- _EXERCISE REQUIREMENTS_: In the records below, find the line containing "find wheelchair accessibility"; copy exactly that line and all lines after it to the end, and nothing else.

- _GIVEN DATA_:

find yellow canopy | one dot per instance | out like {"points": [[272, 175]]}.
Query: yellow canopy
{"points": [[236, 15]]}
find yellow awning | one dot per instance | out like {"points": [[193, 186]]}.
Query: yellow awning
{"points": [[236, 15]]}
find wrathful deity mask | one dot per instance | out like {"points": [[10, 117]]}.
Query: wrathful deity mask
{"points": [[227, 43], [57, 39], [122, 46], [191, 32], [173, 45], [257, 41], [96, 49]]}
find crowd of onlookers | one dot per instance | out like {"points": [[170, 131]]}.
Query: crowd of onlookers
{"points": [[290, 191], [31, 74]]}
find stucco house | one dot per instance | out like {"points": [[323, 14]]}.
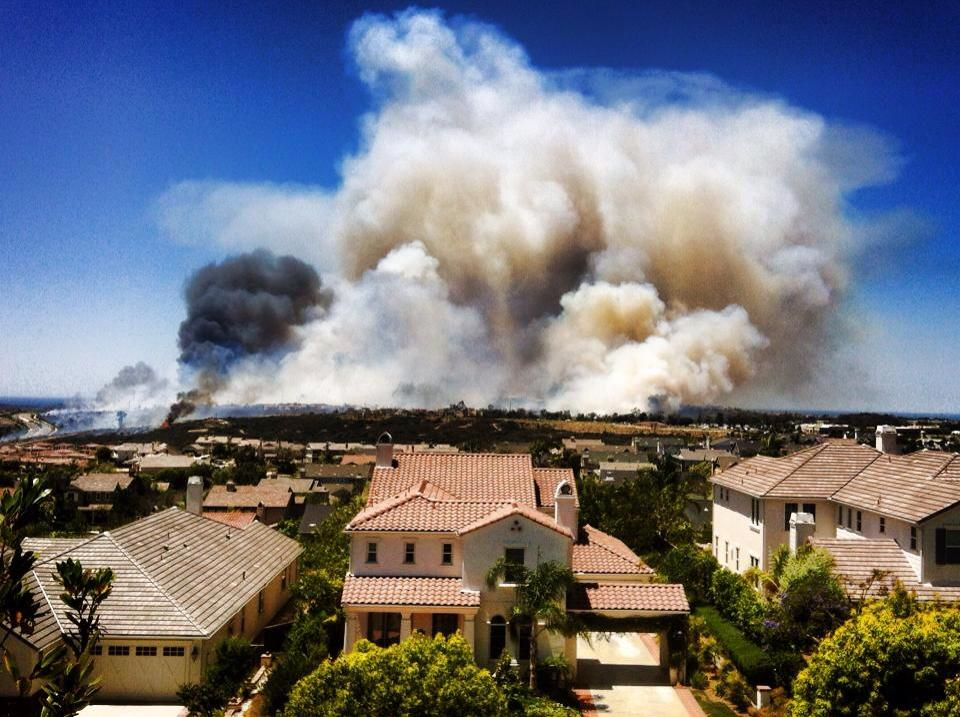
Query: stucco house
{"points": [[182, 584], [870, 507], [435, 523]]}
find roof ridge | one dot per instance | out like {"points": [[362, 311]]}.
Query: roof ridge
{"points": [[176, 603]]}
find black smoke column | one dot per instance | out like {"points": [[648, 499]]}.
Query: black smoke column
{"points": [[243, 306]]}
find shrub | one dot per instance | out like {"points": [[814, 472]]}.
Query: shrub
{"points": [[699, 681], [749, 658], [693, 568], [418, 676], [894, 658], [736, 600]]}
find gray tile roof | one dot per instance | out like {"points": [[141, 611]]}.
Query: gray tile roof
{"points": [[176, 574]]}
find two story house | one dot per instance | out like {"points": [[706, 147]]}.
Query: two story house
{"points": [[869, 507], [435, 523]]}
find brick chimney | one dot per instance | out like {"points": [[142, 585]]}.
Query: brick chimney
{"points": [[194, 495], [385, 451], [565, 507]]}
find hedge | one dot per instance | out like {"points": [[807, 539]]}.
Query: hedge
{"points": [[749, 658]]}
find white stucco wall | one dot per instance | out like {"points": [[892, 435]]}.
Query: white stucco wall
{"points": [[390, 553]]}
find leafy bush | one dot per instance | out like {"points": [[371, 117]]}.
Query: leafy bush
{"points": [[736, 600], [693, 568], [418, 676], [749, 658], [895, 658], [221, 680], [303, 650]]}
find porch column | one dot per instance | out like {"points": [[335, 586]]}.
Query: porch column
{"points": [[351, 631], [469, 632]]}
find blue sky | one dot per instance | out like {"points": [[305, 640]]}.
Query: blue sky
{"points": [[104, 106]]}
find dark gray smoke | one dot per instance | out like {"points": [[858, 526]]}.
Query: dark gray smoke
{"points": [[247, 305]]}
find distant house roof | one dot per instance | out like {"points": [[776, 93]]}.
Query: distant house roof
{"points": [[440, 592], [176, 575], [596, 553], [235, 518], [101, 482], [910, 487], [628, 597], [247, 497], [855, 560], [163, 462]]}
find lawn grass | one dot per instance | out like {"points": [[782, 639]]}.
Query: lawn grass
{"points": [[713, 709]]}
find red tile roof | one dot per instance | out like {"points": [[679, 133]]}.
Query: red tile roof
{"points": [[633, 597], [547, 480], [598, 553], [511, 510], [370, 590], [468, 476]]}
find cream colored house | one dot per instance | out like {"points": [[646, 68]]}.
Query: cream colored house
{"points": [[871, 508], [182, 584], [434, 525]]}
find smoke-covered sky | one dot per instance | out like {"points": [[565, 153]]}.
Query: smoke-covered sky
{"points": [[583, 238]]}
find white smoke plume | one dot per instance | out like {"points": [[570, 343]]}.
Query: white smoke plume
{"points": [[587, 240]]}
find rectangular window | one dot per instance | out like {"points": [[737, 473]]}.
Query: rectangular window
{"points": [[515, 559], [383, 628], [788, 510], [951, 545], [445, 623]]}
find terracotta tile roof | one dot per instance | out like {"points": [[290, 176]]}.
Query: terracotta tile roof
{"points": [[912, 487], [468, 476], [511, 510], [597, 553], [234, 518], [633, 597], [547, 480], [370, 590], [101, 482], [248, 496], [856, 559]]}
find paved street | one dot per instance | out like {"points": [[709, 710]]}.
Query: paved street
{"points": [[623, 678]]}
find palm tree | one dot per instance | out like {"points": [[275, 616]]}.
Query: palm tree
{"points": [[540, 600]]}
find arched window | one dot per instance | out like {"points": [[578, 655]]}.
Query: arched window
{"points": [[498, 636]]}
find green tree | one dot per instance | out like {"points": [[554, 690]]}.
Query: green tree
{"points": [[420, 676], [540, 600], [895, 658]]}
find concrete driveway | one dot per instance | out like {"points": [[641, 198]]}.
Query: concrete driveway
{"points": [[621, 675]]}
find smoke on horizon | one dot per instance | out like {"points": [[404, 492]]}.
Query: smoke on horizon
{"points": [[592, 241]]}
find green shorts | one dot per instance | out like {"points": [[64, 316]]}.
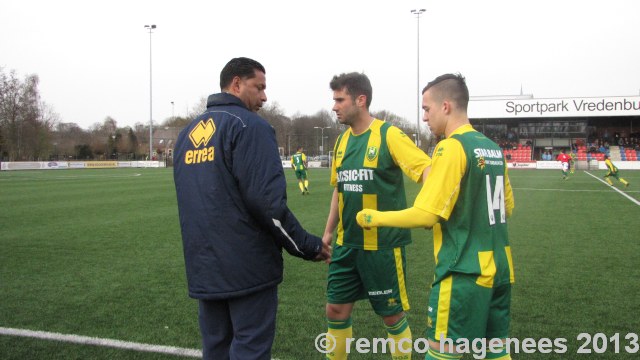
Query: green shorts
{"points": [[614, 174], [356, 274], [301, 174], [461, 309]]}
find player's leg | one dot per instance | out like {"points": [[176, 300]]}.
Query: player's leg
{"points": [[606, 177], [499, 322], [306, 181], [344, 288], [300, 183], [617, 176], [383, 275], [216, 329], [458, 309], [254, 324]]}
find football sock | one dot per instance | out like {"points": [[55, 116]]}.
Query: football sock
{"points": [[400, 333], [434, 354], [340, 330]]}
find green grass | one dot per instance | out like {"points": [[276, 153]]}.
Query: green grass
{"points": [[98, 253]]}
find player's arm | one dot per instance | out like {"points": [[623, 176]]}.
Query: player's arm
{"points": [[437, 196], [509, 201], [332, 219], [413, 161], [263, 189], [408, 218]]}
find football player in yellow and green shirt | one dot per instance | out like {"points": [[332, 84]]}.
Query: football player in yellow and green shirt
{"points": [[369, 160], [299, 164], [466, 198], [613, 171]]}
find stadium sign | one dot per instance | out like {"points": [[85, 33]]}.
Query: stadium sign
{"points": [[480, 108]]}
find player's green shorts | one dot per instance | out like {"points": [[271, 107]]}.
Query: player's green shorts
{"points": [[301, 174], [461, 309], [356, 274]]}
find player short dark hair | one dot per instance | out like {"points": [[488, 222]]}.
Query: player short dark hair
{"points": [[452, 87], [355, 84], [243, 67]]}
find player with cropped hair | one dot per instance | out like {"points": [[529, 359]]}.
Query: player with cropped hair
{"points": [[466, 199], [369, 159]]}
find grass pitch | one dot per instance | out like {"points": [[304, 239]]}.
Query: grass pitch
{"points": [[98, 253]]}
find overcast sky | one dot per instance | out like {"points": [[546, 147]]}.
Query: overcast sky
{"points": [[92, 57]]}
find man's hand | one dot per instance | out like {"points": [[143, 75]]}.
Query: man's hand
{"points": [[325, 253], [366, 218]]}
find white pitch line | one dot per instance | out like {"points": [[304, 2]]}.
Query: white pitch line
{"points": [[567, 190], [614, 188], [86, 340]]}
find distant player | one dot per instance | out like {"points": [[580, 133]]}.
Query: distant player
{"points": [[564, 160], [613, 171], [572, 162], [299, 164]]}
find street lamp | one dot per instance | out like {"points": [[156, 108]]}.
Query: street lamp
{"points": [[418, 12], [150, 27], [321, 138]]}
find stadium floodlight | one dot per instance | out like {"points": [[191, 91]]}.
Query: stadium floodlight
{"points": [[150, 27], [418, 12]]}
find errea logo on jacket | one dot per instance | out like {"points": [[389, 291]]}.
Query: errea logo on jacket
{"points": [[200, 135]]}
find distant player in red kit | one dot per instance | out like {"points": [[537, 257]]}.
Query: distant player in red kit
{"points": [[564, 160]]}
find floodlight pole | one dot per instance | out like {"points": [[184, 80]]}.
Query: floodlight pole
{"points": [[418, 12], [150, 27]]}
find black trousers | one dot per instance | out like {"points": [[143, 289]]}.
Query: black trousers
{"points": [[241, 328]]}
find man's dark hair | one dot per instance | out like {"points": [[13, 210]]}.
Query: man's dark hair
{"points": [[355, 84], [243, 67], [450, 86]]}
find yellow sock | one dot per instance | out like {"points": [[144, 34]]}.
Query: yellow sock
{"points": [[400, 332], [340, 331]]}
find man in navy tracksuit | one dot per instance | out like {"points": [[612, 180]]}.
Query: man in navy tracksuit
{"points": [[232, 201]]}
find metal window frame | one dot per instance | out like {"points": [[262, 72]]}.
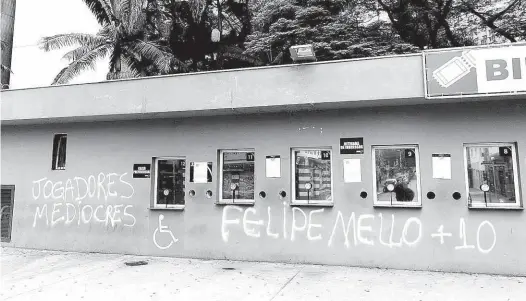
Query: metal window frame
{"points": [[293, 200], [220, 199], [418, 193], [516, 180], [155, 168], [12, 204]]}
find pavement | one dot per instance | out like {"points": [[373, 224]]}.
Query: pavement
{"points": [[51, 275]]}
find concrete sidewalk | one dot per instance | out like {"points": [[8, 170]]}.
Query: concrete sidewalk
{"points": [[49, 275]]}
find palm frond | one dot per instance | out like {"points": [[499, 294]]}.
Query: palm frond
{"points": [[162, 60], [79, 52], [136, 17], [87, 61], [97, 8], [70, 39], [122, 9]]}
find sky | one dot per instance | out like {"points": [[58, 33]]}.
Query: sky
{"points": [[34, 19]]}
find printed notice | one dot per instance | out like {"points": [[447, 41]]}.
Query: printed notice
{"points": [[200, 172], [351, 145], [441, 166], [352, 171], [273, 166]]}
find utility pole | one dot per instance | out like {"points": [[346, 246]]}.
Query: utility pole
{"points": [[8, 24]]}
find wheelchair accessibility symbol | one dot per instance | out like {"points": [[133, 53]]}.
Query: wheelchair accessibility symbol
{"points": [[163, 229]]}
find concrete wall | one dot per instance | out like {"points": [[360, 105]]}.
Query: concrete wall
{"points": [[113, 147], [379, 80]]}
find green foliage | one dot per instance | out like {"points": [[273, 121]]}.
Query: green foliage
{"points": [[506, 18], [122, 38], [336, 29], [153, 37]]}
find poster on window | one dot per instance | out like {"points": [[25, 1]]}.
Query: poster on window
{"points": [[141, 171], [200, 172], [273, 166], [351, 146], [396, 174], [237, 176], [441, 166]]}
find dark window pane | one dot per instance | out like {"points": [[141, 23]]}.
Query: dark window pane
{"points": [[487, 165], [59, 152], [170, 182], [238, 169], [313, 175], [396, 177], [6, 213]]}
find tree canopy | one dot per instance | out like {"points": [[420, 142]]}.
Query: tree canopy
{"points": [[152, 37]]}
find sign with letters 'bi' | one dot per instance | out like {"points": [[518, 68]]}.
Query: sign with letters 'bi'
{"points": [[476, 71]]}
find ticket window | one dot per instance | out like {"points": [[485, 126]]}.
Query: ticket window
{"points": [[491, 175], [312, 177], [236, 177], [169, 183], [396, 176]]}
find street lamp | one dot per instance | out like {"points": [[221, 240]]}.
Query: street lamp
{"points": [[302, 53]]}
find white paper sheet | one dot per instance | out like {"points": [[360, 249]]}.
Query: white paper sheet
{"points": [[273, 167], [441, 166], [200, 172], [352, 171]]}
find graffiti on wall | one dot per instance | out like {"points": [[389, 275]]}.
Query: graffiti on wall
{"points": [[78, 200], [350, 230], [163, 229]]}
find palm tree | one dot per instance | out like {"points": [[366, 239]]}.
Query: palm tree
{"points": [[122, 38]]}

- _WRITTEN ANSWER_:
find wheelchair accessibility symbol | one dot per instance | out like {"points": [[133, 53]]}.
Query: wheelchair accessibility symbol
{"points": [[163, 229]]}
find concrete wall | one dot per instance | out like {"points": [[360, 105]]}.
Query: concrete wall
{"points": [[113, 147], [379, 80]]}
find green foliage | one dot per instance | out like {"points": [[273, 121]]}.
Query: green foliage
{"points": [[506, 18], [122, 38], [336, 29], [153, 37]]}
find poster on window | one dot per instance | out like {"points": [[25, 1]]}.
Query: poster on window
{"points": [[141, 171], [200, 172], [273, 166], [351, 146], [396, 174], [237, 176], [441, 166]]}
find dark window pane | one dot per instance | out like {"points": [[141, 23]]}.
Query: dark window pane
{"points": [[487, 165], [59, 152], [170, 182], [238, 169], [313, 175], [396, 177], [6, 213]]}
find tree canopy | one dot per instance | out like {"points": [[420, 142]]}.
Query: tree canopy
{"points": [[152, 37]]}
find sign with letters 'bi' | one dot per instance | out like {"points": [[518, 68]]}.
Query: sign with letters 'bi'
{"points": [[476, 71]]}
find ticket window | one dot per instance | out like {"points": [[485, 126]]}.
Query: ticket window
{"points": [[491, 175], [312, 177], [236, 177], [169, 183], [396, 176]]}
find street lamp | one dot per instance | out like {"points": [[221, 240]]}.
Query: street lamp
{"points": [[302, 53]]}
find white paper sheet | one dot per instance | out like {"points": [[360, 249]]}.
Query: white paper sheet
{"points": [[273, 167], [441, 166], [200, 172], [352, 171]]}
find graffiti on wall | one dot per instance | out like {"points": [[389, 275]]}.
Query: graffiti on wall
{"points": [[78, 200], [350, 230], [163, 229]]}
find palm tree | one dot per instance | out like {"points": [[366, 239]]}.
Query: palm tree
{"points": [[122, 38]]}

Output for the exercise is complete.